[Фрагмент текста]
Мы стоим некоторое время молча. В Ельне вечереет, где-то далеко и ровно гудит циркулярная пила. Лает собака. Хотя она лает весь наш разговор, и, наверное, вообще целый день: голос хриплый уже. Кажется, что скоро будет дождь. Мне ехать до Смоленска, я думаю что хорошо бы успеть до его начала… Михаил Алексеевич замечая мой взгляд в небо, тоже смотрит и говорит, что наверное скоро польёт, а затем продолжает:

—…Так вот липу я когда завалил, сделал из неё шестнадцать шаек для бани. Цельных. И тридцать ковшей. Из липы. Все разошлись. А какие из этого дуба я табуреточки сделал, это вообще сказка! А журнальный столик — вот где он сейчас?… В музее где-то стоит наверное…
— Что за столик такой? — удивляюсь.

[Приведённые строки]
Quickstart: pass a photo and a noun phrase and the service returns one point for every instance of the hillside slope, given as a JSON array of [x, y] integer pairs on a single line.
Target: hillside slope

[Задание]
Ответьте по фрагменту текста:
(а) Что гудит вдалеке в Ельне?
(б) До какого города предстоит ехать рассказчику?
(в) Сколько шаек для бани Михаил Алексеевич сделал из липы?
Строки здесь никакой роли не играют.

[Ответ]
(а) Циркулярная пила.
(б) До Смоленска.
(в) Шестнадцать.